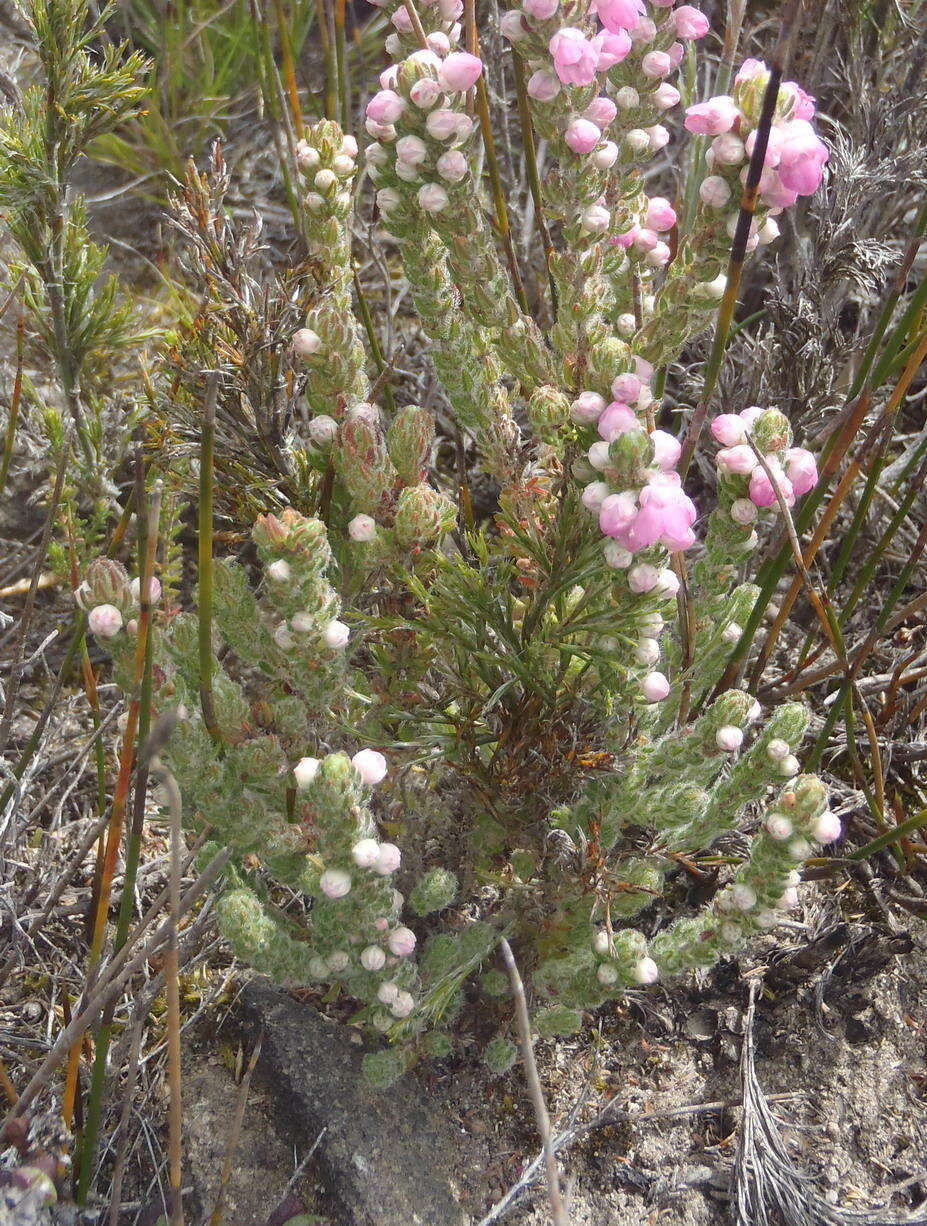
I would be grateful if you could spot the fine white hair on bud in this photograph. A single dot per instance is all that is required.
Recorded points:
(336, 635)
(280, 570)
(335, 883)
(366, 852)
(370, 766)
(645, 971)
(104, 620)
(779, 826)
(305, 771)
(728, 738)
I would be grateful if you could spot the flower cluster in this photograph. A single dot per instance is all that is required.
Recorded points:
(784, 471)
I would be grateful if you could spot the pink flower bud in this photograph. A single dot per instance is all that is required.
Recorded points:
(388, 860)
(627, 388)
(660, 215)
(738, 460)
(373, 958)
(690, 22)
(586, 407)
(581, 135)
(335, 884)
(411, 150)
(385, 107)
(362, 527)
(401, 942)
(617, 419)
(460, 71)
(366, 852)
(104, 620)
(801, 470)
(305, 771)
(370, 766)
(543, 86)
(728, 738)
(713, 117)
(655, 687)
(645, 971)
(305, 342)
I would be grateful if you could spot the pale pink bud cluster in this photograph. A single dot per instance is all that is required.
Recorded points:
(792, 473)
(796, 156)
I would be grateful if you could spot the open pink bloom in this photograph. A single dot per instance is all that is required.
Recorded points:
(611, 48)
(774, 193)
(666, 449)
(618, 15)
(802, 157)
(666, 515)
(460, 71)
(617, 419)
(661, 215)
(575, 58)
(801, 470)
(617, 514)
(728, 429)
(690, 22)
(763, 492)
(714, 117)
(385, 107)
(581, 135)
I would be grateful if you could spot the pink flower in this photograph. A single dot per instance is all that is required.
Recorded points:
(460, 71)
(611, 48)
(802, 157)
(713, 117)
(801, 470)
(575, 58)
(581, 135)
(666, 449)
(617, 419)
(661, 215)
(666, 515)
(601, 112)
(738, 460)
(618, 15)
(690, 22)
(385, 107)
(617, 514)
(763, 493)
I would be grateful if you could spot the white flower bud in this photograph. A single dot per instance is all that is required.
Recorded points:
(305, 771)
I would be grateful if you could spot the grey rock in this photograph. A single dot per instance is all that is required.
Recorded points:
(385, 1157)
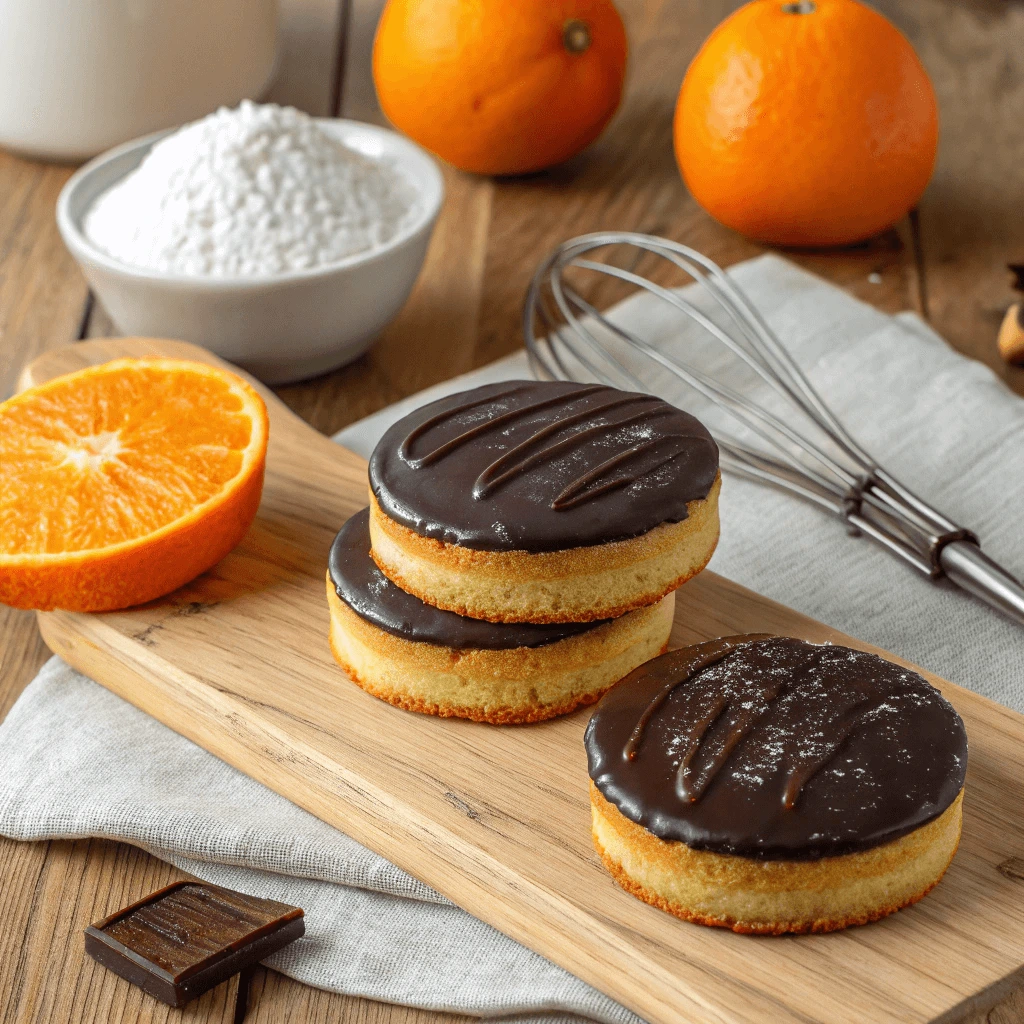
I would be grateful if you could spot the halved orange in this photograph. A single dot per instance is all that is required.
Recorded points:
(123, 481)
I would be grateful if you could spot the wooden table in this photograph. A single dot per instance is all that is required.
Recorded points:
(947, 263)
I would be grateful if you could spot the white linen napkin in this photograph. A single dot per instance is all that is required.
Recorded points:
(945, 425)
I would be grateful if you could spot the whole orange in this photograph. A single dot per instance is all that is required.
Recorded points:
(806, 124)
(498, 87)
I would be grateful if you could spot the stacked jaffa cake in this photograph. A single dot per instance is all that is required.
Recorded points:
(521, 548)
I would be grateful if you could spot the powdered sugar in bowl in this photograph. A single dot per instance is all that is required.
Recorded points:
(282, 243)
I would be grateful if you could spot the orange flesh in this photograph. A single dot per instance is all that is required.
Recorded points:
(97, 459)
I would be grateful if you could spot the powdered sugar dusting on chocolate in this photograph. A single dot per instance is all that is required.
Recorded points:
(774, 748)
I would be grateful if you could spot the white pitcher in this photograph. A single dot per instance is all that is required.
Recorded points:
(80, 76)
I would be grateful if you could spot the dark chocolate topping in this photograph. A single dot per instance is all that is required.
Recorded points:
(542, 466)
(372, 596)
(773, 748)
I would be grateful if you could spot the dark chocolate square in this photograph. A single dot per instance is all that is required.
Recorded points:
(184, 939)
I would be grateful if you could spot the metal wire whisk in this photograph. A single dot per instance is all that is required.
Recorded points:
(567, 338)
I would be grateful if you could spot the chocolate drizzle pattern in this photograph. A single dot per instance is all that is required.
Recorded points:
(542, 466)
(373, 597)
(772, 748)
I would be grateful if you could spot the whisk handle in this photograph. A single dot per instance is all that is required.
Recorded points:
(968, 566)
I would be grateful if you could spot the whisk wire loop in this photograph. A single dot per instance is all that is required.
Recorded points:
(568, 338)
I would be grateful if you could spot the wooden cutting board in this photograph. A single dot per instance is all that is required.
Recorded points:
(498, 818)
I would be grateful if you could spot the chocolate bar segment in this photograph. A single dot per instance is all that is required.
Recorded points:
(182, 940)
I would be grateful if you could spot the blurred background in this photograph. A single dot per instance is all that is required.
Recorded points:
(947, 261)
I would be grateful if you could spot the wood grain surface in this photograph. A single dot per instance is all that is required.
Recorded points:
(463, 313)
(498, 818)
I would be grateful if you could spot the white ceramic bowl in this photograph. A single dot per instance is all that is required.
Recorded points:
(281, 328)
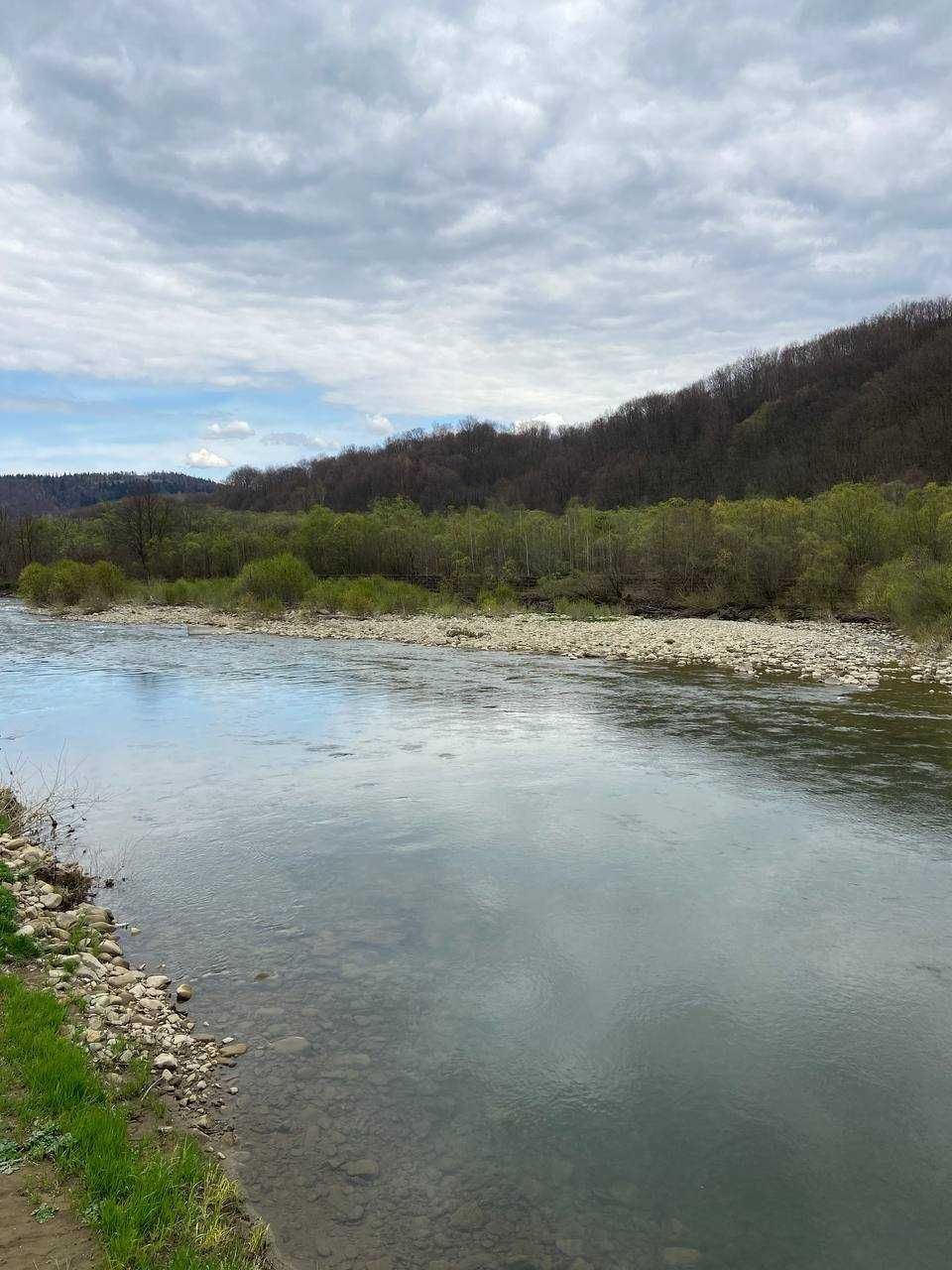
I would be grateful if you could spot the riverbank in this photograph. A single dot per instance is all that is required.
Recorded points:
(107, 1084)
(824, 652)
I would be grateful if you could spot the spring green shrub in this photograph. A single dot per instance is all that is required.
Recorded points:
(108, 579)
(35, 583)
(363, 597)
(284, 578)
(579, 610)
(498, 601)
(70, 579)
(914, 593)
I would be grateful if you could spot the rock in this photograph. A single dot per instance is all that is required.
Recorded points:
(345, 1205)
(291, 1046)
(468, 1216)
(569, 1246)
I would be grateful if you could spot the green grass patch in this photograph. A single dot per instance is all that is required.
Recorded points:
(154, 1206)
(13, 948)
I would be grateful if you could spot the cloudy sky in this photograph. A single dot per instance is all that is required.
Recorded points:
(232, 231)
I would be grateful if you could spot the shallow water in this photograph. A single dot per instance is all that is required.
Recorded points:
(640, 968)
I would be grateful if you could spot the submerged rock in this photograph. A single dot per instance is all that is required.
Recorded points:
(291, 1046)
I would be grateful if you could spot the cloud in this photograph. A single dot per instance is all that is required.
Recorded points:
(299, 440)
(552, 421)
(235, 431)
(206, 458)
(461, 208)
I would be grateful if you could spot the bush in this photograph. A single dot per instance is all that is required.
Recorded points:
(70, 579)
(177, 592)
(579, 610)
(36, 583)
(498, 601)
(363, 597)
(284, 579)
(915, 594)
(108, 579)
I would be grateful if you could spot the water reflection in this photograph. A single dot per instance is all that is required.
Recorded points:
(587, 962)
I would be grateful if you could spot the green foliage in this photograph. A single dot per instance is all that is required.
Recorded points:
(35, 583)
(914, 593)
(284, 578)
(366, 597)
(107, 578)
(154, 1206)
(798, 557)
(13, 947)
(68, 583)
(498, 601)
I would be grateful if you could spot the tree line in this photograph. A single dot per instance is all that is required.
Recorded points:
(865, 403)
(853, 547)
(36, 494)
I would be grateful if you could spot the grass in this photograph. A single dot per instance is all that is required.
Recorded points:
(13, 948)
(154, 1206)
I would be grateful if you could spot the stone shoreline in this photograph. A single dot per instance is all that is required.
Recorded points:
(824, 652)
(125, 1014)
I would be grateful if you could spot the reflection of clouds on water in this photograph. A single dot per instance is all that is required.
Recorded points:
(630, 957)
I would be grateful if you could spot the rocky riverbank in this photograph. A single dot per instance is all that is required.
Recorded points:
(823, 652)
(127, 1019)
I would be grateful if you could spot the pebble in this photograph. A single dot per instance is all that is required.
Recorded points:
(291, 1046)
(832, 652)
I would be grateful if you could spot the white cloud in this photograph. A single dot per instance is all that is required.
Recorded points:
(206, 458)
(552, 421)
(298, 440)
(236, 431)
(475, 208)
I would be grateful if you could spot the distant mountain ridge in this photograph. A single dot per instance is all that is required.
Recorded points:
(870, 402)
(37, 494)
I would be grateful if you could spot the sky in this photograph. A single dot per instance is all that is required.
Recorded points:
(239, 232)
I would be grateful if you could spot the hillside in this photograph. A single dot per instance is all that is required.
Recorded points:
(39, 494)
(871, 402)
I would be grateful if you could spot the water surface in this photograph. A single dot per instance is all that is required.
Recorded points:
(639, 968)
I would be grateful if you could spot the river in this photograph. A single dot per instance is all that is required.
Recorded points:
(590, 966)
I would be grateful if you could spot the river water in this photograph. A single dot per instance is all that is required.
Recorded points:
(644, 969)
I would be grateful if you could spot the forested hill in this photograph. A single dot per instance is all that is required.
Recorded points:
(871, 402)
(33, 495)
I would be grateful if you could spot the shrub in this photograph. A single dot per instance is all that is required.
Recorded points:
(70, 579)
(915, 594)
(108, 579)
(36, 583)
(177, 592)
(282, 578)
(498, 601)
(579, 610)
(362, 597)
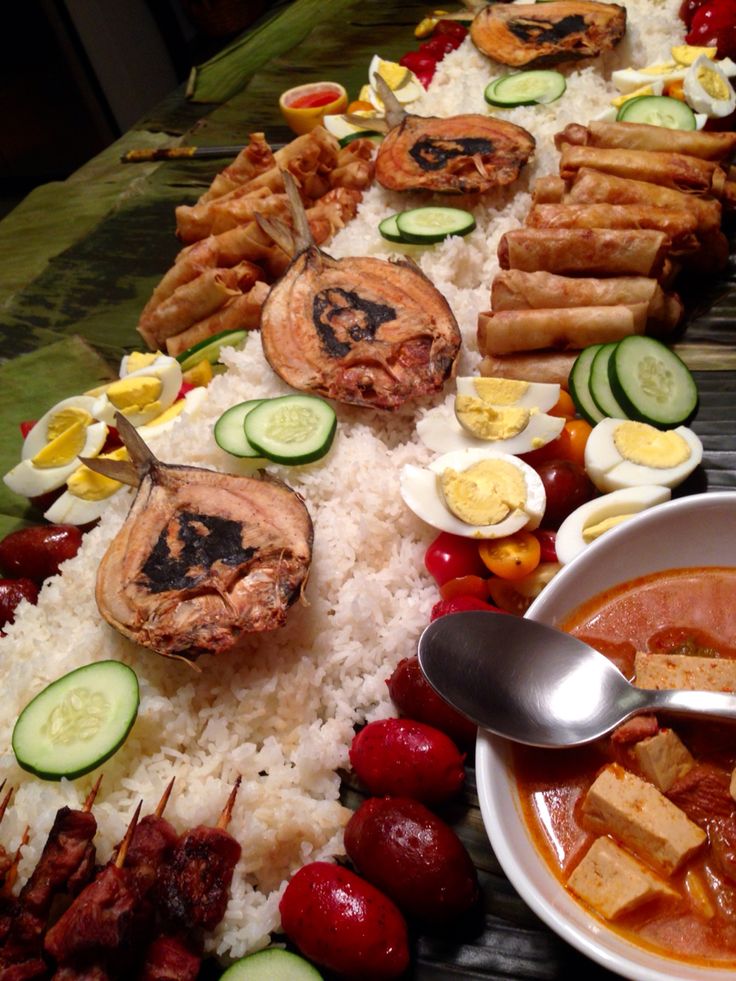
○ ○ ○ ○ ○
### Written instruction
Pick out every line of the items above that contains the string "riverbank", and copy each of those lines in full.

### Reply
I would be grateful if you could spot the riverbank in this photograph. A single dot per instance is all that is required.
I would be grateful if you could spot the rocky riverbank in this photograph. A single dot per instance is all that is required.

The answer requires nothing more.